Hacker Newsnew | past | comments | ask | show | jobs | submitlogin

It's both.



It’s absolutely not. The balance of power has shifted toward the students in recent years (for better or worse). If a professor is able to “punish” “contrarian views,” it is only to the extent that the rest of the students get behind it.

But I also think the punished views are at most socially punished in all but outlier cases. Having worked in higher ed for a bit and then transitioned into tech, I can say that students are over quick (on both left and right) to chalk up a bad score (read: “b” when I thought I deserved an “a”) to a biased attitude toward content rather than a substantive objection to the quality of argument. One thing that is true of humans in general: we will more easily find the holes in the arguments we disagree with, and what’s more, most students have similar ish ideas (especially the “contrarian” ones), so after two years of teaching a class on (say) the history of the civil war or gender in 18th century literature, the arguments are going to be familiar enough that you can just pattern match on them.


It's more than that. And it's not just a "last 20 years thing", it probably goes back to the beginning of the 20th century, if not before.

There is a subtle selection bias going on. Like-minded people congregate together. A college professor will favor students who are agreeable to his politics, and will offer encouragement and extra effort. Those students are likely to go into academia themselves (and those who don't act as casual/amateur recruiters out in the private sector, to that university and even to the professor). Balances shift, glacially. At some point, it becomes perceptible enough that some students actively avoid those professors, programs, and universities. It's polarized (the polarization was noted decades ago, before our current mess).

The side that favors this process gives its biggest shit-eating grin, says that there is no such thing, and if there is, isn't it the other side's fault? The other side grumbles about how they're just indoctrinating kids (and you can find evidence of the grumbling going back at least through the 1960s, but picking up steam in the 1980s).

→ Set exercise 1
Answer these questions from the comment thread:
(a) Toward whom has the balance of power shifted in recent years?
(b) What field did the commenter who worked in higher ed move into afterward?
(c) In which decade did the grumbling about indoctrinating kids pick up steam?

→ Exercise input

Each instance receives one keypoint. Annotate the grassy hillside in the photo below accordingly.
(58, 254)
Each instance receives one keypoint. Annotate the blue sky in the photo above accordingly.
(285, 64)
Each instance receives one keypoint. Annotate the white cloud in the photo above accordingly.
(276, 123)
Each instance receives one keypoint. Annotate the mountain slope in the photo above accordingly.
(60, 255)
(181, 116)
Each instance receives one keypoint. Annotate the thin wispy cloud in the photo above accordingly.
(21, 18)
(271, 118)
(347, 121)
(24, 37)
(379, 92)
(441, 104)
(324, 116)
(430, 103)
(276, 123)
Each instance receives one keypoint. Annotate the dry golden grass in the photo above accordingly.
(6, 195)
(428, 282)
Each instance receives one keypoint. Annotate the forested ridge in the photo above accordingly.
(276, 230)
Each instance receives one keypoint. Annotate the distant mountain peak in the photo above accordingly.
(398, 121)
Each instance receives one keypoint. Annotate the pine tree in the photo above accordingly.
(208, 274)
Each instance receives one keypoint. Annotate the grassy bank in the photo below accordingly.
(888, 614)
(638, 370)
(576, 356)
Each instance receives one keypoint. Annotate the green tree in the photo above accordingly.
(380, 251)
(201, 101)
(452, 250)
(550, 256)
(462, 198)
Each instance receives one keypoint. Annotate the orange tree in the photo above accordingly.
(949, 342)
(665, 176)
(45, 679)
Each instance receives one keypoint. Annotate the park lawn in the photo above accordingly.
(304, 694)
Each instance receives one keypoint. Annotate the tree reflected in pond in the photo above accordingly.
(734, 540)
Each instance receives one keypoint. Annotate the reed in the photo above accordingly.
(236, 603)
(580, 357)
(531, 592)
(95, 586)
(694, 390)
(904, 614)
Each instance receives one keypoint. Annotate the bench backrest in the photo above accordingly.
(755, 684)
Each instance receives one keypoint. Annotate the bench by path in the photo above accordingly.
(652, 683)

→ Set exercise 2
Return every line of the records that contains the word "below".

→ Complete answer 1
(a) Toward the students.
(b) Tech.
(c) The 1980s.

→ Complete answer 2
Each instance receives one keypoint. Annotate the grassy hillside in the photo below accordingly.
Each instance receives one keypoint. Annotate the grassy bank in the photo below accordingly.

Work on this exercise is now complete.